*TEXT SEGMENT*.
——
Fatimids, Egypt, Shi‘i Studies, Ismaili Studies, Pluralism, Tolerance, Interfaith Relations, Jews, Christians, Egypt, imam-caliphs, ahl al-kitab, ahl al-dhimma, people of the book, people of the covenant of protection, al-Mu‘izz li-Din Allah, al-‘Aziz bi’llah, Judaism, Christianity.
- The Ahl al-kitab during the Reign of the Imam-Caliph al-Mu‘izz
- The Imam-Caliph al ‘Aziz and the Ahl al kitab
- Directives of al-‘Aziz
- A Christian Wasita the Case of ‘Isa b. Nestorius
- Restraints on the Ahl al kitab
- Protection of the Ahl al-kitab
When the Fatimids conquered Egypt in 969, its society was truly pluralistic. Among the Muslims, the Sunnis were the mainstay of the population, followed by a sprinkling of the Ithna ‘Ashari and Ismaili Shi‘a. There was a sizeable indigenous Christian population (Copts and Melkites), and officials who hailed from these communities administered the financial and clerical bureaux in the main. A well-established Jewish community formed the backbone of Egypt’s active involvement in commerce. The Fatimids, as the new rulers of Egypt, had to accordingly develop strategies to govern each of these distinct segments of the indigenous Egyptian populace, and to do so in such a manner as to form a cohesive whole.
How did the first two Fatimid imam-caliphs in Egypt fare in their endeavour to maintain a pluralistic community, or, indeed a pluralism of communities under their direct authority and administration? The paper explores the underlying principles that led to the humane and inclusive attitude that is, by and large, associated with the Fatimid approach to the ahl al-kitab. It elucidates the range of approaches and policies that the first two Fatimid imam-caliphs in Egypt implemented towards the ahl al-kitab, by highlighting examples of their dealings with them throughout the course of their reigns.
This paper thus critiques the view propounded by a number of western historians that, in espousing a liberal approach to the ahl al-kitab, the Fatimids had very little choice essentially hailing from a minority Shi‘i Muslim branch and were, therefore, dependent upon the acceptance of their non-Muslim subjects. Likewise it challenges the view held by some historians that the ahl al-kitab had unbridled rights and opportunities under the early Fatimids.
When the Fatimids entered Egypt in May 969, there already existed a significant, well-established, indigenous Christian and Jewish population. This is clearly attested to in the first public document issued by the celebrated Fatimid general Jawhar, upon his arrival in Egypt. The Safety Document (aman), which had been issued at the request of the prominent inhabitants of Egypt, states, ‘the ahl al-dhimma will be treated according to previous custom’1 meaning that the rights vouchsafed them under Muslim law would be granted and protected. In fact, as the events of the next couple of centuries would demonstrate, the ahl al-kitab fared considerably better under the Fatimids than they had done under previous Muslim regimes in Egypt.
|Child’s exercise book, Egypt, 10th century University of Cambridge Library T-S K. 5. 13.
——
*INFORMATION SUPPLIED*.
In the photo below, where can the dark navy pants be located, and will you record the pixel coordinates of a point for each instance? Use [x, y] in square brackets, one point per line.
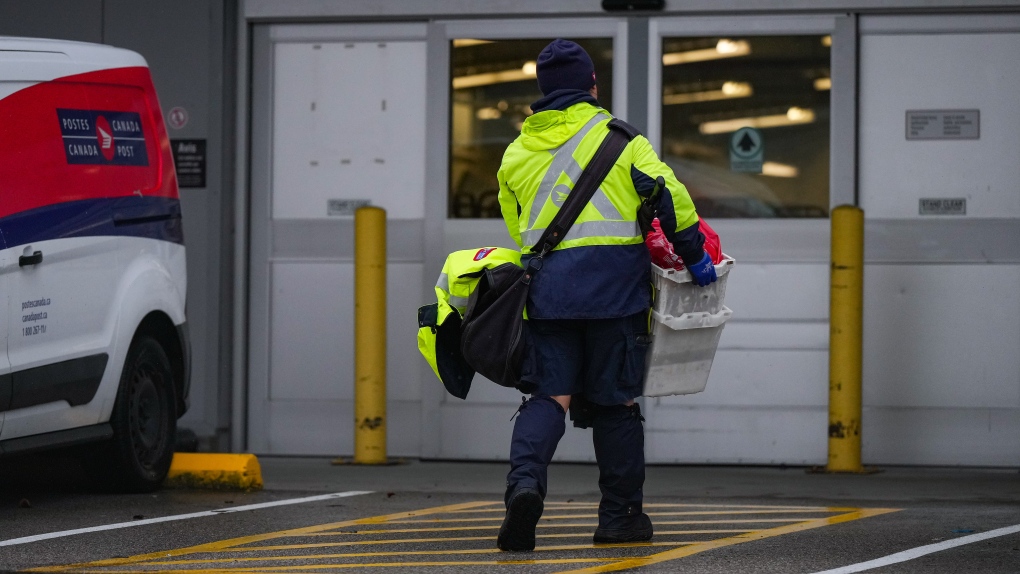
[604, 360]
——
*WHAT THIS EXERCISE ASKS*.
**a)** Repeat word for word the part of the Fatimid passage starting at "How did the" and ending at "of their reigns.".
**b)** Turn the paragraph of the Fatimid passage that begins "When the Fatimids conquered Egypt in 969" into a short bulleted list that keeps its main facts.
**c)** According to the Fatimid passage, how did the Safety Document (aman) say the ahl al-dhimma would be treated?
Use only the Fatimid passage here and leave the data aside.

*ANSWERS TO EACH TASK*.
**a)**
How did the first two Fatimid imam-caliphs in Egypt fare in their endeavour to maintain a pluralistic community, or, indeed a pluralism of communities under their direct authority and administration? The paper explores the underlying principles that led to the humane and inclusive attitude that is, by and large, associated with the Fatimid approach to the ahl al-kitab. It elucidates the range of approaches and policies that the first two Fatimid imam-caliphs in Egypt implemented towards the ahl al-kitab, by highlighting examples of their dealings with them throughout the course of their reigns.

**b)**
- The Fatimids conquered Egypt in 969, when its society was truly pluralistic.
- Sunnis made up most of the Muslims, with a sprinkling of Ithna ‘Ashari and Ismaili Shi‘a.
- There was a sizeable indigenous Christian population (Copts and Melkites), whose officials mainly ran the financial and clerical bureaux.
- A well-established Jewish community was the backbone of Egypt's commerce.
- As the new rulers, the Fatimids had to develop strategies to govern each group and form a cohesive whole.

**c)** They would be treated according to previous custom.